(Items from a dataset)
__________________________________________________

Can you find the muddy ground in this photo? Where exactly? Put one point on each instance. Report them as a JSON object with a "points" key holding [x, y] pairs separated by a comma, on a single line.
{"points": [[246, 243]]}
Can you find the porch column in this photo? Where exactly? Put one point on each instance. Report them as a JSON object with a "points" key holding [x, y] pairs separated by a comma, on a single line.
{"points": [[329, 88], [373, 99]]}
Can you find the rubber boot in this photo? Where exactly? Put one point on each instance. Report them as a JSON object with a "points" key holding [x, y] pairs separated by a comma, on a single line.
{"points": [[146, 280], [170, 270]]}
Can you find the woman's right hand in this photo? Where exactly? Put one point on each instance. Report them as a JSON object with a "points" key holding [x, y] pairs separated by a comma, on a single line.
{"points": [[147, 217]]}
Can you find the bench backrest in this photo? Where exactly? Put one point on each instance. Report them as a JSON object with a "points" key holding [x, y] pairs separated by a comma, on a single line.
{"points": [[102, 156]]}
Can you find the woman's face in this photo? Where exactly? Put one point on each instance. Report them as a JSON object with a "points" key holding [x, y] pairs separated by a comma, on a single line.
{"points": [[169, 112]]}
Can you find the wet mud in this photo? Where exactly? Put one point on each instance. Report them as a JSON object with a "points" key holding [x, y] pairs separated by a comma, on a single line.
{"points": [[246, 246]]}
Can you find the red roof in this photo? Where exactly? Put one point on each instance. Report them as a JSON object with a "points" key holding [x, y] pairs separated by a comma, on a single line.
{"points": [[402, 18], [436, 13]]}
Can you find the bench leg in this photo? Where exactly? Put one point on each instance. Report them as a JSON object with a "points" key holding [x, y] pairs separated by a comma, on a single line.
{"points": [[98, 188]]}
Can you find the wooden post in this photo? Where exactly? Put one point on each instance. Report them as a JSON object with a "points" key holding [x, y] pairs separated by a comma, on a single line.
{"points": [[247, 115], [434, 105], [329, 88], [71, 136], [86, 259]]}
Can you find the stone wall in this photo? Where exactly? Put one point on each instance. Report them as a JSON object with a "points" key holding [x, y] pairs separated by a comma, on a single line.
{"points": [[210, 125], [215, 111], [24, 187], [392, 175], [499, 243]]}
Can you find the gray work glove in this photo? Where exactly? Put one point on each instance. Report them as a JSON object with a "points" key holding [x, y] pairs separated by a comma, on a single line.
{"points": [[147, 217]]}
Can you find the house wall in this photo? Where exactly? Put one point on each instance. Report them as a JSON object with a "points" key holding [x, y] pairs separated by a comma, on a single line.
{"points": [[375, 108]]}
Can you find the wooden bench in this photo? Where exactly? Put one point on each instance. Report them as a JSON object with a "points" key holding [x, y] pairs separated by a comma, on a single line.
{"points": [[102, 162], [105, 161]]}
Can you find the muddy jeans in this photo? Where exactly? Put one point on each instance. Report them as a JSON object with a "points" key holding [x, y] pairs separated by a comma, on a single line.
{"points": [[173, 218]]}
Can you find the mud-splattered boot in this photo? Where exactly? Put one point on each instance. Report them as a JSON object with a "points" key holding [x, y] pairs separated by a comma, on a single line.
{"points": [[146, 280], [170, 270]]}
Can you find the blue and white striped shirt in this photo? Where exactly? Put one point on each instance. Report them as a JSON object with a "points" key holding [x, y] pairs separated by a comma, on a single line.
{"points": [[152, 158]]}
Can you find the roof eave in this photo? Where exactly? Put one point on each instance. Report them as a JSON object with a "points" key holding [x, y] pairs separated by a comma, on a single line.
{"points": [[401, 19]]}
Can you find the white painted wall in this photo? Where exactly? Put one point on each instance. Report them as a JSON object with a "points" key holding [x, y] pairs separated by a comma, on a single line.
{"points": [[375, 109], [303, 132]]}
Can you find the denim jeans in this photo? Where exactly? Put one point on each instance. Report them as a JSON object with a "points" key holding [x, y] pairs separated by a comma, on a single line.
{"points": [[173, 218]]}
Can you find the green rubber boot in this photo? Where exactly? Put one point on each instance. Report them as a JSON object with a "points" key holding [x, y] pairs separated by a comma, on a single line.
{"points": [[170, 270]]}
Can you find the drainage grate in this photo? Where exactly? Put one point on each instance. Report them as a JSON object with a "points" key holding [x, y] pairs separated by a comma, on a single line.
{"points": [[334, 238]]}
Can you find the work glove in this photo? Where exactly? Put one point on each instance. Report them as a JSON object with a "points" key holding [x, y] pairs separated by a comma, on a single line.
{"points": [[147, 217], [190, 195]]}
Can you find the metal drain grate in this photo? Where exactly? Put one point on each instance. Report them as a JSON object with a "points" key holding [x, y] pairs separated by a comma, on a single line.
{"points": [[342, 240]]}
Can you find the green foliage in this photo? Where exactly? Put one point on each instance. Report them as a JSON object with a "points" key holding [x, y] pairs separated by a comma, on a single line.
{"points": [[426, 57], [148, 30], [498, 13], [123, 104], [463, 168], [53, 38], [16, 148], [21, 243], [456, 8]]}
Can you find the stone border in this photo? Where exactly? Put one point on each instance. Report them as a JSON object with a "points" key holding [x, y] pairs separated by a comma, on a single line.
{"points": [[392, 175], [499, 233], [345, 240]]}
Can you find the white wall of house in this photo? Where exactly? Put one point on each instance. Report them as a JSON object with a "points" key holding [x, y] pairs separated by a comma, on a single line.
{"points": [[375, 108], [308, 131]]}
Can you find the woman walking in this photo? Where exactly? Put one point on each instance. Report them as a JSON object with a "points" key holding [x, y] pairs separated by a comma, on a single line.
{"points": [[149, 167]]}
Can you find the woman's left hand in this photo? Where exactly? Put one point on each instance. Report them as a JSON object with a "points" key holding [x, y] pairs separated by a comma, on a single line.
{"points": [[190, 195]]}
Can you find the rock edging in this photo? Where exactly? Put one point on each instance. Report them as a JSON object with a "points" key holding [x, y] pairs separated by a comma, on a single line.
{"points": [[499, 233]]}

__________________________________________________

# DESCRIPTION OF THE TASK
Recast each line of the listing above as a Markdown table with two columns, Row and Line. Number the rows in order and omit any blank lines.

# CORRECT RESULT
| Row | Line |
|---|---|
| 1 | Can you find the muddy ground in this photo? Where exactly? Put one point on each instance. Report them as a JSON object with a "points" key holding [x, y] pairs separated by a comma, on a single line. |
| 2 | {"points": [[246, 243]]} |
| 3 | Can you find the porch column in this photo? Where exactly? Put one point on each instance. Report them as a JSON object with a "points" key holding [x, y] pairs separated by a comma, on a single line. |
| 4 | {"points": [[329, 88], [373, 99]]} |
| 5 | Can you find the rubber boot in this photo? Where exactly? Put one point on each instance. Report them as a JSON object with a "points" key holding [x, y] pairs separated by a comma, on a single line. |
| 6 | {"points": [[146, 280], [170, 270]]} |
| 7 | Can you find the woman's right hand in this photo? Where exactly? Put one point on each instance. Report them as a JSON object with a "points" key holding [x, y] pairs separated by a comma, on a single line. |
| 8 | {"points": [[147, 217]]} |
| 9 | Can you find the bench backrest in this photo? Where exactly? Put one point on each instance. Report them as a JSON object with a "points" key holding [x, y] pairs separated by a comma, on a single line. |
| 10 | {"points": [[102, 156]]} |
| 11 | Can you find the woman's face in this photo? Where exactly? Put one point on each instance. Report them as a JSON object with a "points" key holding [x, y] pairs separated by a comma, on a single line. |
| 12 | {"points": [[169, 112]]} |
| 13 | Can you find the wet mud in this photo? Where exactly? Put one point on each instance. Report them as a JSON object with a "points" key holding [x, y] pairs separated by a comma, on a single line. |
| 14 | {"points": [[246, 246]]} |
| 15 | Can you find the red roof in this photo? Where exactly? Put one point on each instance. Report them as a JSON object with a "points" key holding [x, y] pairs separated by a comma, on a single line. |
| 16 | {"points": [[402, 18], [436, 13]]} |
| 17 | Can you find the bench leg in this photo? Where exactly? Put one point on each instance. Report them as a JSON object with a "points" key holding [x, y] pairs separated by a comma, on a single line. |
| 18 | {"points": [[98, 188]]} |
| 19 | Can you find the wooden post in this photo? Where exactly? Put one point on each instance. Report them as a JSON object with a "points" key holding [x, y] pairs separated by a comma, on a single line. |
| 20 | {"points": [[247, 115], [434, 105], [329, 88], [71, 136], [86, 259]]} |
| 21 | Can you find the stone wall in this photo? Where exactly? Put one point on each instance. Report them as a JSON object with a "points" key holding [x, y] pairs separated by a comma, on a single line. |
| 22 | {"points": [[210, 125], [215, 111], [24, 187], [392, 175], [499, 243]]} |
| 23 | Can you find the gray work glove in this photo? Where exactly? Put one point on each instance. Report them as a JSON object with a "points" key holding [x, y] pairs separated by a comma, on a single line. |
| 24 | {"points": [[147, 217]]} |
| 25 | Can you find the house wall in this photo? Where exactly? Put one point on each instance. Report them as a JSON object with a "points" key holding [x, y] pairs separated by a comma, on a single line. |
| 26 | {"points": [[375, 108]]} |
| 27 | Can you find the wooden bench in this photo? Where exactly? Put one point on each instance. Report them as a JSON object with a "points" key holding [x, y] pairs separated by a comma, on a single line. |
| 28 | {"points": [[102, 162], [105, 161]]} |
| 29 | Can you find the muddy jeans in this photo? Where exactly? Put one point on each instance. Report them as a JSON object with a "points" key holding [x, y] pairs separated by a comma, on a single line. |
| 30 | {"points": [[173, 218]]} |
| 31 | Can you find the mud-splattered boot in this photo? Where exactly? Put one point on each instance. Report them as a JSON object with a "points" key holding [x, y] pairs separated by a comma, on a single line. |
| 32 | {"points": [[146, 280], [170, 270]]} |
| 33 | Can you find the blue and white striped shirt in this photo? Where exactly? Put one point on each instance. Report them as a JSON object with a "points" key holding [x, y] pairs separated by a comma, on a single line. |
| 34 | {"points": [[152, 158]]} |
| 35 | Can you find the roof eave in this photo? Where exactly? Put one point on each instance. Report them as a JSON object with a "points" key holding [x, y] pairs separated by a comma, on a single line. |
| 36 | {"points": [[401, 19]]} |
| 37 | Can you find the white painted wall in this photo? Where exactly? Put one point on each instance. Report them as a JSON object with a "points" key holding [x, y] pairs separated by a comma, on a single line. |
| 38 | {"points": [[375, 109], [303, 132]]} |
| 39 | Can you find the denim jeans in this photo? Where exactly? Put one point on each instance. Report them as a JSON object with a "points" key holding [x, y] pairs separated by a comma, on a single line. |
| 40 | {"points": [[173, 218]]} |
| 41 | Can you find the green rubber boot in this photo? Where exactly? Put one point on each instance. Report them as a JSON object with a "points" key holding [x, y] pairs separated by a comma, on a single line. |
| 42 | {"points": [[170, 270]]} |
| 43 | Can you find the drainage grate in this photo? Where exactly? Put one point on each instance. Report them as a JSON object with a "points" key holding [x, y] pairs separated by a comma, on a single line. |
| 44 | {"points": [[334, 238]]} |
| 45 | Can you find the work glove in this photo? Where exactly? Put one point on each instance. Report them as a JSON object with a "points" key holding [x, y] pairs separated by a comma, on a single line. |
| 46 | {"points": [[147, 217], [190, 195]]} |
| 47 | Can you find the metal drain grate in this photo? Where exactly? Put one point on each instance. Report them as a JSON object with a "points" key holding [x, y] pairs separated by a comma, on a single line. |
| 48 | {"points": [[342, 240]]} |
| 49 | Can you find the green foliage in this photo? Where exactly? Put one point on each instance. Report them as a JSON object with a "points" key holding [x, y] pairs separated by a comma, on a single line. |
| 50 | {"points": [[426, 57], [148, 30], [498, 13], [123, 104], [463, 168], [53, 38], [16, 148], [21, 243], [456, 8]]} |
| 51 | Can you find the stone border in this photo? Where exactly? Put one point on each instance. Report them as a JSON object with a "points" key holding [x, y] pairs separated by a comma, on a single line. |
| 52 | {"points": [[392, 175], [499, 233], [345, 240]]} |
| 53 | Can you find the white wall of house in this photo? Where exactly? Put one point on each instance. Report them as a JSON object with a "points" key holding [x, y] pairs separated by a comma, on a single line. |
| 54 | {"points": [[375, 108], [308, 131]]} |
| 55 | Can you find the woman walking in this photo? Where exactly? Put one point on each instance. Report them as a JSON object with a "points" key holding [x, y] pairs separated by a comma, on a single line. |
| 56 | {"points": [[149, 167]]} |
| 57 | Can you find the woman's left hand in this photo? Where exactly? Put one point on each instance. Report them as a JSON object with a "points" key holding [x, y] pairs separated by a comma, on a single line. |
| 58 | {"points": [[190, 195]]} |
| 59 | Can you find the rock edging in this photo? Where exactly? Put one point on each instance. Report them as a JSON object with a "points" key holding [x, y] pairs separated by a comma, on a single line. |
| 60 | {"points": [[499, 233]]} |